§ Work to be completed
Could you copy the items below, starting at the line that contains "For sports analytics purposes, locate the black" and running through the last item, swapping "broadcast frame" for "TV frame" and leaving everything else unchanged?

§ Data supplied
....

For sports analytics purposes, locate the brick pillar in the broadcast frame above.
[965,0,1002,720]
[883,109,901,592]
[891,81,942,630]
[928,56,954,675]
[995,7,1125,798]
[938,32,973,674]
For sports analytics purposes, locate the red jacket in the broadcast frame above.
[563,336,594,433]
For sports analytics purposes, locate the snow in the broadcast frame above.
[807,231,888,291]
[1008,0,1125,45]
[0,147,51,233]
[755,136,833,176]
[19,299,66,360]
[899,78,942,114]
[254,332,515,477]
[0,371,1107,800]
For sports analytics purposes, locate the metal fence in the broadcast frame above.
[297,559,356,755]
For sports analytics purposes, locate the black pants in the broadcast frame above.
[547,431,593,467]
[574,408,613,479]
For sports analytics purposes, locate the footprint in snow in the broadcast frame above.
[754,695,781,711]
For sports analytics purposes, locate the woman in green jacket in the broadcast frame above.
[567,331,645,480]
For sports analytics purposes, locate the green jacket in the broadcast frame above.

....

§ Output of the exercise
For sports analytics purposes, locate the black pants in the TV frame above.
[547,431,593,467]
[574,408,613,479]
For sports analytics purposes, locate the footprint in snow in the TV frame above.
[754,695,781,711]
For sports analytics purposes, locate the woman in green jacket in the TV frame above.
[567,331,645,480]
For sports analytics purposes, locate the green jacket in the TV frame above.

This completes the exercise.